Instructions »
- A) List each distinct length of time, stated as a number of years, that the passage on new teachers mentions.
- B) Resume the passage on new teachers after its final sentence.

Text »
Schools increasingly rely on new teachers to staff their classrooms. A generation ago, the modal teacher had 15 years teaching experience, meaning that, if you asked teachers how many years they had taught the most likely answer would be 15. Today, the answer would be five years of experience. And the proportion of teachers who are new to the field will increase as the Baby Boom generation retires: Some estimates forecast half the nation’s teachers could retire in the next ten years.
This demand for new teachers creates some obvious challenges for the education field, but it also means that states have a unique opportunity to leverage their authority over teacher preparation and certification to raise the overall level of teacher quality and effectiveness.

Object pointing dataset rows »
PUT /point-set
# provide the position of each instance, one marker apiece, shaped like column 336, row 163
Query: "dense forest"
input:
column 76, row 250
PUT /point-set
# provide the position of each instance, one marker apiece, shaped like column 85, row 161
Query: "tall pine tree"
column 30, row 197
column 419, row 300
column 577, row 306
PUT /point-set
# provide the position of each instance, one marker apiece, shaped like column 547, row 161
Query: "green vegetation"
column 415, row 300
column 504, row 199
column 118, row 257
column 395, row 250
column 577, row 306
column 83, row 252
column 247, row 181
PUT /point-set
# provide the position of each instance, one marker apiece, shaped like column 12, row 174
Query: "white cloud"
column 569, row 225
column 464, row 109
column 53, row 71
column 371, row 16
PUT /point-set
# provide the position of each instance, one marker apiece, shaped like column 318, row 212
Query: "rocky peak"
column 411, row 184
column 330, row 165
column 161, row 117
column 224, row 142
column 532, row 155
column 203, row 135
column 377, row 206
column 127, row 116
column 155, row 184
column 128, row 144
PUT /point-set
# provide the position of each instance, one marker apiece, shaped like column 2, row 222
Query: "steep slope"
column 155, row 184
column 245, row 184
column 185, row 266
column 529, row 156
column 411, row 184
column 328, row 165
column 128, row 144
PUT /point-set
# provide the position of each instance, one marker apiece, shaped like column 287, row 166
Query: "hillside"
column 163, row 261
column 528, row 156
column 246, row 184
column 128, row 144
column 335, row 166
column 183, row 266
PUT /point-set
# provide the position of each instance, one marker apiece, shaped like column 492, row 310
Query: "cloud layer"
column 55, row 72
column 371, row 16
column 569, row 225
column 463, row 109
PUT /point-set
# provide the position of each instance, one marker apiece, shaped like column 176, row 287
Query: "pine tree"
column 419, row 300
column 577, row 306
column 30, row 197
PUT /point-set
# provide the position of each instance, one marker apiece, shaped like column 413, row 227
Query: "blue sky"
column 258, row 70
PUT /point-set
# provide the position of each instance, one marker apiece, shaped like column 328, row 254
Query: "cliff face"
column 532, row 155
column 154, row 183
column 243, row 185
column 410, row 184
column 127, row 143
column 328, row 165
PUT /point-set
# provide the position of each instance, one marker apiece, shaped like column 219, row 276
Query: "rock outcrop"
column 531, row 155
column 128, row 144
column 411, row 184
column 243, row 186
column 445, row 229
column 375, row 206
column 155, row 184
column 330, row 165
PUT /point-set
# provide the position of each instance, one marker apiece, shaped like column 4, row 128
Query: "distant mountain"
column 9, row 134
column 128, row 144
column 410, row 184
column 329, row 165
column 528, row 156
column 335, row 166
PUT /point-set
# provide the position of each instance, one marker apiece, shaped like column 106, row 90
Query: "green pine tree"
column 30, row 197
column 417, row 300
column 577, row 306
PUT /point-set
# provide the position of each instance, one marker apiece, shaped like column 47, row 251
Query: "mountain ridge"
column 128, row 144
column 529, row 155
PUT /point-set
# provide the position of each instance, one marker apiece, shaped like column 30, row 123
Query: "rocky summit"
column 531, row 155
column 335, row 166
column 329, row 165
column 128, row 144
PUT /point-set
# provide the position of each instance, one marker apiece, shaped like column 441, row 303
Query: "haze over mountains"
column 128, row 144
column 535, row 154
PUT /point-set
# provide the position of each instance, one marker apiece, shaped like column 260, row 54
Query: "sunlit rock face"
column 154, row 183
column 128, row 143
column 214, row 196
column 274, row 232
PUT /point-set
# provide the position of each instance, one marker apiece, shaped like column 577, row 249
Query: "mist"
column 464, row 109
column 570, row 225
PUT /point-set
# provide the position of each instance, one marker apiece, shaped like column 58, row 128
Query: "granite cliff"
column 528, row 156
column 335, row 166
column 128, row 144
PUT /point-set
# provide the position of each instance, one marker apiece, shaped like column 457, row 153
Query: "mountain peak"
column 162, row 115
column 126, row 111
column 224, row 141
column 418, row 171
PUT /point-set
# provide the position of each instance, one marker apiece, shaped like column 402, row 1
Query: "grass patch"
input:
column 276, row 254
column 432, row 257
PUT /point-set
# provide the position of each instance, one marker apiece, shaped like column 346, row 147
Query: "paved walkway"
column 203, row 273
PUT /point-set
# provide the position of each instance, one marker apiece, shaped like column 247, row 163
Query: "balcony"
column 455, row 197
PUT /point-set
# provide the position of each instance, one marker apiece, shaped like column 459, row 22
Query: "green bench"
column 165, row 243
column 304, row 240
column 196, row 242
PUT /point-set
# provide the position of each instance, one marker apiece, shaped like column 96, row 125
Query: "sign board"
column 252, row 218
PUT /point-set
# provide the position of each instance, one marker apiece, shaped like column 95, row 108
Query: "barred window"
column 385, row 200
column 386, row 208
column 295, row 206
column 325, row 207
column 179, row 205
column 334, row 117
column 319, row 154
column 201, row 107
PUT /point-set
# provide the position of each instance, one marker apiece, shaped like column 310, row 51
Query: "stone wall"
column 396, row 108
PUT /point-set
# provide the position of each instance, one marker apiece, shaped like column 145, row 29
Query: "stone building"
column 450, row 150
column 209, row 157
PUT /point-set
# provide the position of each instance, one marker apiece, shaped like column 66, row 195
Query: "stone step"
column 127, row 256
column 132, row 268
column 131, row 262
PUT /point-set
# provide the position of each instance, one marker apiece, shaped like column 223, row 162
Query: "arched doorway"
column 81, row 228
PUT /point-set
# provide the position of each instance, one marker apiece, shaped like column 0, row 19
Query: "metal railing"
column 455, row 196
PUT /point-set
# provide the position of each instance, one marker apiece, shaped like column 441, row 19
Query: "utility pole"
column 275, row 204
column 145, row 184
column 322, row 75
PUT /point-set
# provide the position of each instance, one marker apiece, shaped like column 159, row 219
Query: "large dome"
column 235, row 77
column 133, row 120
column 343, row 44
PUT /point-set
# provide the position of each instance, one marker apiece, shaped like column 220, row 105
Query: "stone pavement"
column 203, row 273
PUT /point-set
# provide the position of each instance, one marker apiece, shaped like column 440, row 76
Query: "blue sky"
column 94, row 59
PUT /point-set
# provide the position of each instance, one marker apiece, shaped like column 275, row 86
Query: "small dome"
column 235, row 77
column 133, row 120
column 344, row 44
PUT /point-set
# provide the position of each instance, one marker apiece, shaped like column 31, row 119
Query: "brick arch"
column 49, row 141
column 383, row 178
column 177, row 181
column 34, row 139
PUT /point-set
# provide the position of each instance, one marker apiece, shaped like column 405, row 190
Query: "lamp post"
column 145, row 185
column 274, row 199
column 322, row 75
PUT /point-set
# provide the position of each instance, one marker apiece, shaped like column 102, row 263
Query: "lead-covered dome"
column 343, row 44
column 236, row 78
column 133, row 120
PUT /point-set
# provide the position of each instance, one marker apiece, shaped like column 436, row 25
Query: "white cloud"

Task-by-task answers »
- A) 15 years, five years, ten years

- B)
To that end, Bellwether has produced two new reports:
* Peering Around the Corner, analyzes 11 states that have made substantial progress in linking teachers to the preparation programs that prepared them. For each state, we review the technical and practical decisions they made — like determining which outcomes to measure and how to define them, identifying the right sample size, and deciding if and how to use the data for accountability. We also take a more general look at the challenges states can expect to face, and the tradeoffs they’ll have to make, as they take on this work.
* Policymakers are still looking for the right way to identify effective teacher preparation and predict who will be an effective teacher. Nothing tried so far can guarantee effective teachers. In No Guarantees, we recommend an alternative approach that relies on the best available evidence to date: initial teaching effectiveness has promise for predicting future effectiveness.